Quote the lines from the line holding "Can you find the cloud?" to the very end of the listing, exactly, and no others.

● ● ● ● ● ● ●

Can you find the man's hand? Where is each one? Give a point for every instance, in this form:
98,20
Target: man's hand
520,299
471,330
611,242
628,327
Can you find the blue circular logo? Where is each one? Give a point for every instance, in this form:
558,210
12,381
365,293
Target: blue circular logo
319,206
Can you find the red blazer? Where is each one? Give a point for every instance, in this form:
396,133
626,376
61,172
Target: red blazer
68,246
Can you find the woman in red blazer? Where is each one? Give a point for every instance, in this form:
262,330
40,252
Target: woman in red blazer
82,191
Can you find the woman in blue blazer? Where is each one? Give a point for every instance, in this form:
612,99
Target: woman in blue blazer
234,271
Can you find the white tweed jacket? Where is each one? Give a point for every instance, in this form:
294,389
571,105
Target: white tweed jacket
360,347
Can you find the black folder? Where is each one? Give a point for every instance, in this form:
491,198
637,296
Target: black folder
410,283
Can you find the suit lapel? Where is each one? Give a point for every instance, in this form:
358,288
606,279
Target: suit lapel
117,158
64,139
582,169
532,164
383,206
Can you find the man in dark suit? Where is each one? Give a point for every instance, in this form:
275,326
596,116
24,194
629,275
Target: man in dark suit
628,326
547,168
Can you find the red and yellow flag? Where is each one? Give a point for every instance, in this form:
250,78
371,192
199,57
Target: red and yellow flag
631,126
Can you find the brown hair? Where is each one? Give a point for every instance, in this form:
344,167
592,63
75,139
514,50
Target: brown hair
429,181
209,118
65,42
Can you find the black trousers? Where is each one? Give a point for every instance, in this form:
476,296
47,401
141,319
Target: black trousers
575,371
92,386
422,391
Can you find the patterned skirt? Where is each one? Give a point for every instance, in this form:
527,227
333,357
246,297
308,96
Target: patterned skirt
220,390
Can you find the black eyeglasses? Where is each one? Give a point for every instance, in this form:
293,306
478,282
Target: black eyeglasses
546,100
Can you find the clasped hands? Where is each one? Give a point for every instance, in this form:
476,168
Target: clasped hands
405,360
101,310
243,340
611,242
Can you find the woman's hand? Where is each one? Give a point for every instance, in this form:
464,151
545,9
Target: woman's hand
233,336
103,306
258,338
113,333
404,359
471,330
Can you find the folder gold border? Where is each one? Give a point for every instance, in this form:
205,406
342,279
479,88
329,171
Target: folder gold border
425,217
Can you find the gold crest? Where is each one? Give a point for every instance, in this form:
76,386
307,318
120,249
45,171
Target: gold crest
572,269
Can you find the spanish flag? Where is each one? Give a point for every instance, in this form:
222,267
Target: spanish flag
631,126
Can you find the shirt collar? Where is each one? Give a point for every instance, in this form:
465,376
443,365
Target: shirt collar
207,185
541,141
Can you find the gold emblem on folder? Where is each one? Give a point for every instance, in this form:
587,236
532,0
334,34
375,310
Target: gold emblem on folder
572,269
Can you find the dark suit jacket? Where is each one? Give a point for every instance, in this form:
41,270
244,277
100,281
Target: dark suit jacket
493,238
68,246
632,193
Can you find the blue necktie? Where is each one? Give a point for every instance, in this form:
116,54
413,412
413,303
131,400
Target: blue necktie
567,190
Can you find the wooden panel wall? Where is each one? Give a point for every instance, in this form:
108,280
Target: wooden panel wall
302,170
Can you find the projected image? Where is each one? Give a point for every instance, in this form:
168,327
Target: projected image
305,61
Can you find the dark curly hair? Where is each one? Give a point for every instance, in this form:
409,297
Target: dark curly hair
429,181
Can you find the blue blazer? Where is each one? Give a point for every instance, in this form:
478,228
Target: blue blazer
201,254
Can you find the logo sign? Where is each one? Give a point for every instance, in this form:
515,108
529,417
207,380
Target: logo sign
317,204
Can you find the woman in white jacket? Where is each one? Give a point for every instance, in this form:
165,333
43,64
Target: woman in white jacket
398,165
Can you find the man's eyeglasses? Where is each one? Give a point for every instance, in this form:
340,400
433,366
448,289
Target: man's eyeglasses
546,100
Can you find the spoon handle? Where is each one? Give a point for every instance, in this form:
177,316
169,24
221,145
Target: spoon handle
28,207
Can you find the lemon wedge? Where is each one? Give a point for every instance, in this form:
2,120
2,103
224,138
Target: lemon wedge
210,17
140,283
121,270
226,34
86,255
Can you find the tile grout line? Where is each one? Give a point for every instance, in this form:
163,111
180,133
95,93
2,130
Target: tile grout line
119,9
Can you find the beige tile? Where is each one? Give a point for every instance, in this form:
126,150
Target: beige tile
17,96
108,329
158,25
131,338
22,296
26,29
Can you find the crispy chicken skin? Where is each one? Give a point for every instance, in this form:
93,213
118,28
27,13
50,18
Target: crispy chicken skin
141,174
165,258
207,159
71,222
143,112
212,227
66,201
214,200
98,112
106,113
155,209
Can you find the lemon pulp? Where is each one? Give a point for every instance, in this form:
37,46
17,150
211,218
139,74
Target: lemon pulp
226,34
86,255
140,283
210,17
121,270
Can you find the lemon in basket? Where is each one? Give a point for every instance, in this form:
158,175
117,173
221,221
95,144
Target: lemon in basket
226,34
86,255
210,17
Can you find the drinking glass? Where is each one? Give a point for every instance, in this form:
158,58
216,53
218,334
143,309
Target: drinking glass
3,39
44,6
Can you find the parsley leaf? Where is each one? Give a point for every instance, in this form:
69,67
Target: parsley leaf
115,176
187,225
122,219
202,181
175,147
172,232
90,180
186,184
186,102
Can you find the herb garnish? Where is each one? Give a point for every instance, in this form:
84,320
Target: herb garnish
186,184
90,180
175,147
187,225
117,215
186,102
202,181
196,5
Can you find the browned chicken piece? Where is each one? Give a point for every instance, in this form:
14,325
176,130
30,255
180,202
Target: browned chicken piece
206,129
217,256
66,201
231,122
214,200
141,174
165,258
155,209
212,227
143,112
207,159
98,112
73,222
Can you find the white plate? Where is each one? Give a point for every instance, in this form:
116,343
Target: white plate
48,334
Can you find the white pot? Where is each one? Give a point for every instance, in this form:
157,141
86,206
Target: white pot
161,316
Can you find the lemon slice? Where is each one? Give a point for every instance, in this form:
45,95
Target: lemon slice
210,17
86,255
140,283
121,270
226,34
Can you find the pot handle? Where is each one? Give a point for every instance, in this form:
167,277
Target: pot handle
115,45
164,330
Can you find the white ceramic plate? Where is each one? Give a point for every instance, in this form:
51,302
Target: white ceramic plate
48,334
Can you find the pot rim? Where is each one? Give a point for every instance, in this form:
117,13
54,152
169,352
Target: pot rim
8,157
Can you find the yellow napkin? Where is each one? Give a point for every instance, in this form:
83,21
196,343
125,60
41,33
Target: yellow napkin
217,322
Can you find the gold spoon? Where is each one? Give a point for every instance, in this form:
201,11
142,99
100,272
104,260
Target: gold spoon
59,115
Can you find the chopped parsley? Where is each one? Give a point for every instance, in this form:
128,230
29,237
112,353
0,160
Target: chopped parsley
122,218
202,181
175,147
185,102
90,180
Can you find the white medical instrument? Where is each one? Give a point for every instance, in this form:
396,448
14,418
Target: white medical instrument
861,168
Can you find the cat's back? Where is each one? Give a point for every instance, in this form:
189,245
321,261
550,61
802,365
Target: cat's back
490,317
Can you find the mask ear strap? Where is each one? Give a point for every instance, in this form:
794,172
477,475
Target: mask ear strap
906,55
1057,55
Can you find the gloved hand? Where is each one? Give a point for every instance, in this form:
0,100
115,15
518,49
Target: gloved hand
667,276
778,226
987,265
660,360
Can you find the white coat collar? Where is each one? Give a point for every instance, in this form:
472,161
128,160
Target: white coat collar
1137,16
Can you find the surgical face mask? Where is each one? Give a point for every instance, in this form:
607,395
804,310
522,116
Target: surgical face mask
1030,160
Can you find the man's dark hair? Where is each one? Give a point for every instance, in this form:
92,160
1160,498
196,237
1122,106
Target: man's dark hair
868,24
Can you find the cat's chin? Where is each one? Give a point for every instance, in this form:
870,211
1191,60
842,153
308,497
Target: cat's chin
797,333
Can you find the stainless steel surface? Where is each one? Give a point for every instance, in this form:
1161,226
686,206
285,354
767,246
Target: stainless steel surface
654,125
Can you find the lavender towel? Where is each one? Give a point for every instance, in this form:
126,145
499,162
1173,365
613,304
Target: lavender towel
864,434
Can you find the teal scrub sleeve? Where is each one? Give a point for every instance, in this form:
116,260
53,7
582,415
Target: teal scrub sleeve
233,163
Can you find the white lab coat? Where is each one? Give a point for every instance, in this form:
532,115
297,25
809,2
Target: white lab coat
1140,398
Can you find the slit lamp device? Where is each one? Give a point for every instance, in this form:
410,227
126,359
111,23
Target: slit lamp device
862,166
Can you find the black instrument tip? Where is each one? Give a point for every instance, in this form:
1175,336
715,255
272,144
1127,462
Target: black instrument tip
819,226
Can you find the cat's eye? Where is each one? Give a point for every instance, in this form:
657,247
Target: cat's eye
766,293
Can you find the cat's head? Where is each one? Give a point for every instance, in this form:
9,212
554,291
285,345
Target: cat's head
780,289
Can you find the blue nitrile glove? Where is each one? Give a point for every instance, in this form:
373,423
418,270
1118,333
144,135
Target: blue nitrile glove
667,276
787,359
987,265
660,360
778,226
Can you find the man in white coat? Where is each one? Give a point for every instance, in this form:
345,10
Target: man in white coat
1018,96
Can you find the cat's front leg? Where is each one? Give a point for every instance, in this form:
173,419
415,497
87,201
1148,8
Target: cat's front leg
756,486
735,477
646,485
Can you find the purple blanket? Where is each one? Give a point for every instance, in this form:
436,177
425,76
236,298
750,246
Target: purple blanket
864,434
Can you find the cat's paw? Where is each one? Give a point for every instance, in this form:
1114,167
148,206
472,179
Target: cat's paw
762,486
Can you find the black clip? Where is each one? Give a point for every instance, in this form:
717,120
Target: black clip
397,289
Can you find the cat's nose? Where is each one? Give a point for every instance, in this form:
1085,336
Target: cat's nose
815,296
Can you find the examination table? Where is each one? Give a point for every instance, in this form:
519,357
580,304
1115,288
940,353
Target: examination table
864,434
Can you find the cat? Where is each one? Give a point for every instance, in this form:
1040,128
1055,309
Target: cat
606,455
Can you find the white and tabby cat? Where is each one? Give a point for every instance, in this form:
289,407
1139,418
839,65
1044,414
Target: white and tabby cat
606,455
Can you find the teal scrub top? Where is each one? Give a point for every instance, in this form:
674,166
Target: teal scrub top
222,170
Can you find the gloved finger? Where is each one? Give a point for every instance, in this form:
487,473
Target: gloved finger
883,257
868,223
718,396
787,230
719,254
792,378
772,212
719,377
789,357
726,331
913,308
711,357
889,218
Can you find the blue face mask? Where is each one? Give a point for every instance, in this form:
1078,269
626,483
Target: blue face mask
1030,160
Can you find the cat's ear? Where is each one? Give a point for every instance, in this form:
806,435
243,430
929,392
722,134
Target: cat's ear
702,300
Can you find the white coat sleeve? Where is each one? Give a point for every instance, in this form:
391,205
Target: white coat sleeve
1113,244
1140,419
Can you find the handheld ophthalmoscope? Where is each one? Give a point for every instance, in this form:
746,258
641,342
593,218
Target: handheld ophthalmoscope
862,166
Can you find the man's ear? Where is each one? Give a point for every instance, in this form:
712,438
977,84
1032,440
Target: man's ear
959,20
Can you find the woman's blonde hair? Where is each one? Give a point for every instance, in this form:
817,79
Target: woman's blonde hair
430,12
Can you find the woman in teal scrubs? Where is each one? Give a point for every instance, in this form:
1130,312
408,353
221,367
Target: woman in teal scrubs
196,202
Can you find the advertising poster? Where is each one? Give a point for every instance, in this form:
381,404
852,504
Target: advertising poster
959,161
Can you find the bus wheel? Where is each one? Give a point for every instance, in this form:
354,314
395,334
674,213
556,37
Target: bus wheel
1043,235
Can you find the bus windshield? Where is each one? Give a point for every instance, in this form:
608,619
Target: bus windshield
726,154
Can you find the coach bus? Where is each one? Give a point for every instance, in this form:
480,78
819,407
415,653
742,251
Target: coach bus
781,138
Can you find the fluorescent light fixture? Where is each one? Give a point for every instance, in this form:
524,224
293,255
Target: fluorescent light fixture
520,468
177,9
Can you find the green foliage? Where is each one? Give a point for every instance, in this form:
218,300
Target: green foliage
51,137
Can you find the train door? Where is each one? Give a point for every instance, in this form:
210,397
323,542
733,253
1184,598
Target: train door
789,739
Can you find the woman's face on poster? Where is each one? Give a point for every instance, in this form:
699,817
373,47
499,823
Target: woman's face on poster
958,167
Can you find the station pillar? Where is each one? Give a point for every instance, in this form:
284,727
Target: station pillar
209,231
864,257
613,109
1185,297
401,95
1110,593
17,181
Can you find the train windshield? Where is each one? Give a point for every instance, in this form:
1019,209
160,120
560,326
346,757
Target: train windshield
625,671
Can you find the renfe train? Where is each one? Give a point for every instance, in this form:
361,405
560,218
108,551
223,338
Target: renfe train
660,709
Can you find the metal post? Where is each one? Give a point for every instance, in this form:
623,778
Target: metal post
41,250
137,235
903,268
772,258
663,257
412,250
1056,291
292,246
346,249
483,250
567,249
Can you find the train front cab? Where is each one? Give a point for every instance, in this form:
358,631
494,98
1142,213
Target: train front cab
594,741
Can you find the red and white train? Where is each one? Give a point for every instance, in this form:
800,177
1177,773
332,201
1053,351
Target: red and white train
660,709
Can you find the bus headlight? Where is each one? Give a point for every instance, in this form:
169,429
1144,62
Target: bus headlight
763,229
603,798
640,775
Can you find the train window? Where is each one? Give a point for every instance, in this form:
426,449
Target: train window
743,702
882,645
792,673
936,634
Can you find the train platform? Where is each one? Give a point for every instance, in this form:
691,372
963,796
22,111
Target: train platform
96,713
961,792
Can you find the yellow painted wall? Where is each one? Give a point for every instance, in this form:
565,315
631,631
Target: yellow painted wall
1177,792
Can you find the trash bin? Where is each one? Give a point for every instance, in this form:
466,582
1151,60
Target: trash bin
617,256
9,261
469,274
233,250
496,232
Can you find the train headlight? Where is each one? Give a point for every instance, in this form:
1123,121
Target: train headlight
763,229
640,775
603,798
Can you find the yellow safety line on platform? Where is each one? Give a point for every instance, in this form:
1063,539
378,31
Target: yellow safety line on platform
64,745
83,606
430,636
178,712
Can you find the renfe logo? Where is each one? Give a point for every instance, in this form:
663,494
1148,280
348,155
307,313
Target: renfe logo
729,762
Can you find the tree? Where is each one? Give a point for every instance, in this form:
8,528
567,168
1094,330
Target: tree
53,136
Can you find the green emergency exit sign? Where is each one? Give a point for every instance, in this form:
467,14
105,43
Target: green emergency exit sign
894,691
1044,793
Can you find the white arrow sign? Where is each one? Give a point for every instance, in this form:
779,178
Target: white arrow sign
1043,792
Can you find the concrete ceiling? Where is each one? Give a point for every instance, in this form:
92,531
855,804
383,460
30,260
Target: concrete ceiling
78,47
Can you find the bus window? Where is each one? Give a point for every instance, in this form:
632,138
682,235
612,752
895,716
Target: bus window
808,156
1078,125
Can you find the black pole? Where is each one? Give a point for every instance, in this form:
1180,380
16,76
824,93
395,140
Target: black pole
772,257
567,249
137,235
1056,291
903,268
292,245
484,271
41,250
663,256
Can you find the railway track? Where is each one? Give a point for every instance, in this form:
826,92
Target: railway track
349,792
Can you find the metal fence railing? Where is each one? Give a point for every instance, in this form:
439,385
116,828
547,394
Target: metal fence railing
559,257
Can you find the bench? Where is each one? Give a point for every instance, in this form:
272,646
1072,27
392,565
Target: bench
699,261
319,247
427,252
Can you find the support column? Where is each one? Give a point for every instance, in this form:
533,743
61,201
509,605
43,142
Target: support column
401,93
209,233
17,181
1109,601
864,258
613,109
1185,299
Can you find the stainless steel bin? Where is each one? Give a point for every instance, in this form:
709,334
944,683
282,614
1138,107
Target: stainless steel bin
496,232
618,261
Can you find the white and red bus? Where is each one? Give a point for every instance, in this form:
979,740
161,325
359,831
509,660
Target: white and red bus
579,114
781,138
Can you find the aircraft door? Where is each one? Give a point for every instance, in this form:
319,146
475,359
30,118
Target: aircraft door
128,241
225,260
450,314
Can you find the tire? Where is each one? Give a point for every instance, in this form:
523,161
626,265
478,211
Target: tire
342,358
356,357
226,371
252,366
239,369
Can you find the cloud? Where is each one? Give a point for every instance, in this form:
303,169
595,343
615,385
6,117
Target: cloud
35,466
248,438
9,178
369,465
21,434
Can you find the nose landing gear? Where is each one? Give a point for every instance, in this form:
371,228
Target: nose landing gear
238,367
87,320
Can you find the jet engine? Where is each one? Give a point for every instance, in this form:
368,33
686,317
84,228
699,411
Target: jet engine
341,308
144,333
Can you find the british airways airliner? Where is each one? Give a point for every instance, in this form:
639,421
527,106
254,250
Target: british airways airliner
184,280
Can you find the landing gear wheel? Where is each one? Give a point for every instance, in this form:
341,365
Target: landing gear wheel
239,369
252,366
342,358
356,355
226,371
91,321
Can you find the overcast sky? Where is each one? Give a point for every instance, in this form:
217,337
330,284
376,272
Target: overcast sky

● ● ● ● ● ● ●

● **Written reply**
Can you find the cloud? Where is each one? Give a point for every instance, in this form:
303,169
595,343
615,385
6,117
Target: cloud
35,466
248,438
9,178
369,465
21,434
Can you find the nose landing gear? Where is each one? Give a point for every instance, in this form:
371,228
Target: nose landing gear
238,367
87,320
Can you find the jet engine? Where is each one? Give a point for every instance, in this form:
368,33
686,317
84,228
699,411
Target: jet engine
341,308
144,333
Can you find the british airways airliner? Where is each one? Give a point for every instance, in this form:
639,421
527,106
254,250
Target: british airways airliner
184,280
Can you find the landing gear wheel? Where is each one? Give a point for every instance, in this form:
341,365
Target: landing gear wheel
239,369
252,366
342,358
356,355
226,371
91,321
Can you find the overcast sky? Where is each one? Give a point for every instance, in this form:
217,337
330,284
376,272
Target: overcast sky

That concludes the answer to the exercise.